Work to complete => Pull every line from the records that has the word "below" in it.
* * * * * * *
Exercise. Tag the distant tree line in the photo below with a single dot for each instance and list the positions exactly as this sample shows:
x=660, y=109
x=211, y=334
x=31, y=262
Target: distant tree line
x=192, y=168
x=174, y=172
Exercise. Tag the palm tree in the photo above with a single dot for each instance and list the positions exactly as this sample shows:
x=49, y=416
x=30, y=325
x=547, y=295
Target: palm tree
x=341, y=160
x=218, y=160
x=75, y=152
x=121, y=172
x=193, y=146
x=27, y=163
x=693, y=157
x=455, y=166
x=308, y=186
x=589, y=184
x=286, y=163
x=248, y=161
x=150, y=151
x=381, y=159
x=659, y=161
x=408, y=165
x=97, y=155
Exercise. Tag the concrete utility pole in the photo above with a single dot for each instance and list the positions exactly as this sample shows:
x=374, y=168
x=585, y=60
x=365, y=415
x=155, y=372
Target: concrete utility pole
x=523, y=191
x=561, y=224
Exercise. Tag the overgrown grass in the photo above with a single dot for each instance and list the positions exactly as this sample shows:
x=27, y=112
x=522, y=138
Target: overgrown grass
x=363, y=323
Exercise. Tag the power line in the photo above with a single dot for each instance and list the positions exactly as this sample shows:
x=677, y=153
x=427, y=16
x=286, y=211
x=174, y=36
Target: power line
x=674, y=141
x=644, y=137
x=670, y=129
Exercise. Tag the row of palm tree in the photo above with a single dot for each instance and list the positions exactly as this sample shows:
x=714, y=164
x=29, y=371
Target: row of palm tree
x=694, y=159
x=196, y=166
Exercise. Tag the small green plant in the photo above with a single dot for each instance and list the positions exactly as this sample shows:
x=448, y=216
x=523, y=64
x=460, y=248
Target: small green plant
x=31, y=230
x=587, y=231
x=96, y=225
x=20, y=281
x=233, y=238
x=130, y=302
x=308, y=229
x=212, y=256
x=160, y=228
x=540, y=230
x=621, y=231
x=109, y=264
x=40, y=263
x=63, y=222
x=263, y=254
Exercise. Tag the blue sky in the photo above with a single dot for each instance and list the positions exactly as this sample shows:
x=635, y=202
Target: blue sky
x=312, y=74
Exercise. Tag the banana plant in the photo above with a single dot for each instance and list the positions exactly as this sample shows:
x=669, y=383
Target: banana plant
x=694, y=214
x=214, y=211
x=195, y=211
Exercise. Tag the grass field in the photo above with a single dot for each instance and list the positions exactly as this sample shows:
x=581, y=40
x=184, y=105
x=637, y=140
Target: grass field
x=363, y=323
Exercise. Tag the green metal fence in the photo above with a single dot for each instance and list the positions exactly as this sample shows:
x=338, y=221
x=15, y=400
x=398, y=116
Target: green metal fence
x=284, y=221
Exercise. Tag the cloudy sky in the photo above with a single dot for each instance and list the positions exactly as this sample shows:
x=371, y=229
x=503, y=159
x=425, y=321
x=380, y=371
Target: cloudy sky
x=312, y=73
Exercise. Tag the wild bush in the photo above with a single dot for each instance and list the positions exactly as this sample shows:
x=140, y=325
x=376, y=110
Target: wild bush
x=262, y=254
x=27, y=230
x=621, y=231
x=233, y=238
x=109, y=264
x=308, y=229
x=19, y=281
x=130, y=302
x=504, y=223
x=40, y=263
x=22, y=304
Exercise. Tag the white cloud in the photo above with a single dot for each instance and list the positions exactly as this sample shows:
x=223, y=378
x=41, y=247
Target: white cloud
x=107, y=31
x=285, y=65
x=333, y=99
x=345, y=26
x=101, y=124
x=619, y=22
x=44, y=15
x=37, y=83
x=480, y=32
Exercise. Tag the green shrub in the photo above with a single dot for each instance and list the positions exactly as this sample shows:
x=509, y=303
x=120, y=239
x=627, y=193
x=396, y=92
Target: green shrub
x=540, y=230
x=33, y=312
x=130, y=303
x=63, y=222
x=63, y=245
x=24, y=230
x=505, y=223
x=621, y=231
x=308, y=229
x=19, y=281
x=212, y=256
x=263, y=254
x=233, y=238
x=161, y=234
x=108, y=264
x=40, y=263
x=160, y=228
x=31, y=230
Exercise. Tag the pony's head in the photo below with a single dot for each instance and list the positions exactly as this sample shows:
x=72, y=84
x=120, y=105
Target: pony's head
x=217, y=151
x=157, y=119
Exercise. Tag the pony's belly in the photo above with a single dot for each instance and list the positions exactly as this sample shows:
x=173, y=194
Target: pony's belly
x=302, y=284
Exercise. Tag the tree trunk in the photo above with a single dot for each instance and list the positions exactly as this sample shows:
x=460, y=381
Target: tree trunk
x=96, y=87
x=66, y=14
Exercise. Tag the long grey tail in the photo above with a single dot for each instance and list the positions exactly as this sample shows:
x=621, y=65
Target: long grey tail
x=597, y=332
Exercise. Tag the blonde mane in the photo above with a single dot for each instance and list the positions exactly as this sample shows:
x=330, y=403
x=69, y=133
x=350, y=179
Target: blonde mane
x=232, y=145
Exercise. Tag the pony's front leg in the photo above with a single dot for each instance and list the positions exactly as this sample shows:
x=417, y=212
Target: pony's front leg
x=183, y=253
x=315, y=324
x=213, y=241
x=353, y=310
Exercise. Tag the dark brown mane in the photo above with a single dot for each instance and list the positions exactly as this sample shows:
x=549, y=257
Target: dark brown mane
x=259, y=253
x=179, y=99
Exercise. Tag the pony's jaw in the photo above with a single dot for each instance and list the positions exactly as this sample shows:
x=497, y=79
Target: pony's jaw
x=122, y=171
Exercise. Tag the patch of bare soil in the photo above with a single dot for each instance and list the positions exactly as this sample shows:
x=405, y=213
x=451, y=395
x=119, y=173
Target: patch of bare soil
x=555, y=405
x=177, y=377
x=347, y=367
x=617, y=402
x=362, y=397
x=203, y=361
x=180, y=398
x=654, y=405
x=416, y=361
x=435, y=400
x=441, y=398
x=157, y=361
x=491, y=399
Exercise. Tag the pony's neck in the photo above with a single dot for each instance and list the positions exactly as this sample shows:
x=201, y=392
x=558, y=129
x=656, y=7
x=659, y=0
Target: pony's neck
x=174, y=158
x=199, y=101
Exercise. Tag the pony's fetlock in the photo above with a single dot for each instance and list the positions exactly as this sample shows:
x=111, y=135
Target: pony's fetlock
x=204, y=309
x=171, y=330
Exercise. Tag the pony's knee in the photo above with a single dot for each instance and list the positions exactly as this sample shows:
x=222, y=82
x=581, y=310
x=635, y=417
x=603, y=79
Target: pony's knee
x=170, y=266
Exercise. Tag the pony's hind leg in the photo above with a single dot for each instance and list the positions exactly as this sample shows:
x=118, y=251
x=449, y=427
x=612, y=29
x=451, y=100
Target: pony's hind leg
* * * * * * *
Response box =>
Exercise. Tag the distant tree line in the photo below with a single dot for each instance and list the positions exactly as this sample shows:
Exercise. Tag the pony's head in the photo below with a single dot for each instance and list the positions exactly as this sample shows:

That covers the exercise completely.